§ **REQUIREMENT 1**
Answer each question about the passage on Jesus and the lawyer.
(a) What question does the lawyer put to Jesus?
(b) How does Jesus respond after the man recites the law?
(c) According to the passage, why might a person facing a tricky court case want a "good lawyer"?

And so a lawyer wants to test Jesus. He says: Teacher, what shall I do to inherit eternal life?

In answering this question, Jesus gives him a little test like a Sunday School teacher. He says: What is written in the law? How do you read it? In other words: Which passage in the bible do you think is most relevant to this question? How were you taught in Sunday School? How did you learn it in the catechism?

So the man replies: You shall love the Lord your God with all your heart and with all your soul and with all your strength and with all your mind, and your neighbour as yourself. Jesus replies: You have answered correctly; do this, and you will live.

The lawyer is an expert in God’s law. Sometimes lawyers have the problem that they think that everything can be solved by legislation. But also a good lawyer is also someone who knows how to use the law properly and get out of it. If someone has to go to court, and the court case is a tricky one, or if it looks like the jury or the judge would give a hard sentence, the person might like to have a “good lawyer” in order to get them off the hook! They need a lawyer who is a good slippery fish who can get around all the corners of the law, and use the law to their advantage. They say things like: “Even though you’re innocent, you should plead guilty, because the judge thinks your guilty anyway, and you’re much more likely to get a lighter sentence if you just plead guilty.” There’s enough TV shows about courtrooms for us to understand the sort of thing I’m talking about.

§ **RECORDS FOR THE TASK**
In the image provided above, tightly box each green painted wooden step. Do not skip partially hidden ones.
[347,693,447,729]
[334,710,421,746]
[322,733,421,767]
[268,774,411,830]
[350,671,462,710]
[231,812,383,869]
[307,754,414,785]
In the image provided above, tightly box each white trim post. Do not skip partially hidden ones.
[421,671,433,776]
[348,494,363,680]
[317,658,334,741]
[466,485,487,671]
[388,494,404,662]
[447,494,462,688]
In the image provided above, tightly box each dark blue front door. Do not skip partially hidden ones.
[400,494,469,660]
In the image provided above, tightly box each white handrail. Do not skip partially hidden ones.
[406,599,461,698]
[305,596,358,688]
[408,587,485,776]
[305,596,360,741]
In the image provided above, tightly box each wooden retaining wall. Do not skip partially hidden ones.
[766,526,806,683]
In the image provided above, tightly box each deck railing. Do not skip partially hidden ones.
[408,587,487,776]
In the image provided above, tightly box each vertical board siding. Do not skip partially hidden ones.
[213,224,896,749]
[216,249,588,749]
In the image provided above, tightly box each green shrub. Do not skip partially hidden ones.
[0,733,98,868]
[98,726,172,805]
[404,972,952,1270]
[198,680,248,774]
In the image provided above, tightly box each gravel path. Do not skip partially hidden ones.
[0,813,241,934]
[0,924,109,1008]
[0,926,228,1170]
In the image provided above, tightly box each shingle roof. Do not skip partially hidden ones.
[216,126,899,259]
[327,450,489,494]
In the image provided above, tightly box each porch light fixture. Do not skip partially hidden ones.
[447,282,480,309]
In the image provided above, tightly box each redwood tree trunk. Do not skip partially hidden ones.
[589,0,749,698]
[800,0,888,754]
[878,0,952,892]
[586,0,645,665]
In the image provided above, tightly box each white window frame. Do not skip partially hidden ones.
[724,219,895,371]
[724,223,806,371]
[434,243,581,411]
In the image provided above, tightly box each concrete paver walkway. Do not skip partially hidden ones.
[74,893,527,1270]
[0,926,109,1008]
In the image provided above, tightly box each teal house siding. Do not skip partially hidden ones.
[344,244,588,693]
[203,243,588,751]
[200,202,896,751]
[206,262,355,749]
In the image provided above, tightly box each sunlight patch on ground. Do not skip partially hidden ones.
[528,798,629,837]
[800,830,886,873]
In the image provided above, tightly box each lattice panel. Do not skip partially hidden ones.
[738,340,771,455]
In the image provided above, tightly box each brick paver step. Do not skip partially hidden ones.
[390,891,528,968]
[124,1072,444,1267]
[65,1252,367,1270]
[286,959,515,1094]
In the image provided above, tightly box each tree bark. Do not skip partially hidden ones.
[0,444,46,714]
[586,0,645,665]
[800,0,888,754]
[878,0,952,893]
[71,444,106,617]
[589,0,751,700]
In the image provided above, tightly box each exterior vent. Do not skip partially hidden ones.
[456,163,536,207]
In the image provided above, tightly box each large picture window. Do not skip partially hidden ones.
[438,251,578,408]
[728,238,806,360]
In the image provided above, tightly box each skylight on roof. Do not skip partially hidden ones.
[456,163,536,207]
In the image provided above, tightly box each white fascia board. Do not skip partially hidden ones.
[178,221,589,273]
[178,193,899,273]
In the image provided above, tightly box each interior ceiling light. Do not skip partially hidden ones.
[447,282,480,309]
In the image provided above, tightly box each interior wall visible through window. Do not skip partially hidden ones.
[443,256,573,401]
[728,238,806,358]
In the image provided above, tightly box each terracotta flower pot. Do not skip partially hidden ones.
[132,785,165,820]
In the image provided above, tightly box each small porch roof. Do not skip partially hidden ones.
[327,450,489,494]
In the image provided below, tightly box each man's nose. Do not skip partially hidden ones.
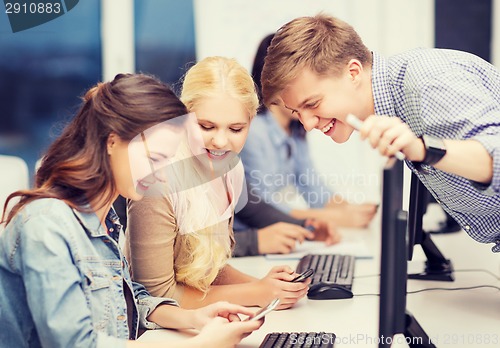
[212,130,227,149]
[299,111,319,132]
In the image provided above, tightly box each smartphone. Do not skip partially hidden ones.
[291,268,314,283]
[245,298,280,320]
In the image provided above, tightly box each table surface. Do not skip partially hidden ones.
[140,224,500,347]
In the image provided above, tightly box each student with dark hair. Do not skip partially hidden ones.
[262,15,500,252]
[0,74,262,347]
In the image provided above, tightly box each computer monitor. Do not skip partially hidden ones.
[379,158,435,347]
[408,173,455,281]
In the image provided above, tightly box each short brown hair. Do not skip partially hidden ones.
[261,14,372,106]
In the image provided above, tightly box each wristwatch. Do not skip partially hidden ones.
[420,134,446,166]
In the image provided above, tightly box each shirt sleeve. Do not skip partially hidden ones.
[125,197,183,301]
[16,212,125,348]
[240,129,292,214]
[233,228,259,257]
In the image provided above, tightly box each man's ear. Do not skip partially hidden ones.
[106,133,118,155]
[347,59,363,81]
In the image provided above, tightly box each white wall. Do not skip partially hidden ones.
[194,0,434,202]
[101,0,135,81]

§ **REQUIREMENT 2**
Render the records from the line containing "In the image provided above, tightly box each terracotta" through the end of the records as a JSON list of strings, with one string per line and blank lines omitted. Leave the pictures out of the answer.

§ **FINISHED ANSWER 1**
(a) He asks, "Teacher, what shall I do to inherit eternal life?"
(b) Jesus says, "You have answered correctly; do this, and you will live."
(c) The person wants a "good lawyer" in order to get them off the hook.

§ **FINISHED ANSWER 2**
[
  "In the image provided above, tightly box each terracotta flower pot. Do not skip partially hidden ones.",
  "[132,785,165,820]",
  "In the image provided above, tightly box each small porch roof. Do not skip partially hidden ones.",
  "[327,450,489,494]",
  "In the image provided below, tightly box each man's nose. Do not skip partially hidden ones.",
  "[212,130,227,149]",
  "[299,111,319,132]",
  "In the image provided above, tightly box each smartphone. Do not skip partially hidden ones.",
  "[291,268,314,283]",
  "[245,298,280,320]",
  "In the image provided above, tightly box each table surface. Do not skip partially hidden ones.",
  "[140,224,500,347]",
  "In the image provided above, tightly box each student with dark hair. Do not skip partially hidden ones.",
  "[262,15,500,252]",
  "[0,74,262,347]",
  "In the image provided above, tightly box each computer monitor. Do not skip partially hidden ones.",
  "[379,158,435,347]",
  "[408,173,455,281]",
  "In the image provided above, tightly box each short brown hair. Do not skip partially hidden ones.",
  "[261,14,372,106]",
  "In the image provided above, tightly box each wristwatch. Do not skip partially hidden ones.",
  "[420,134,446,166]",
  "In the image provided above, tightly box each shirt sleeve. Do not skip partially hidden ones.",
  "[125,197,183,301]",
  "[16,212,125,348]",
  "[240,129,292,214]",
  "[233,228,259,257]",
  "In the image provided above, tightly box each man's ear. Do not skip partially hidden ones.",
  "[106,133,118,155]",
  "[347,59,363,81]",
  "In the image provided above, tightly box each white wall. Do not skip partially hidden ones.",
  "[194,0,434,202]",
  "[101,0,135,81]"
]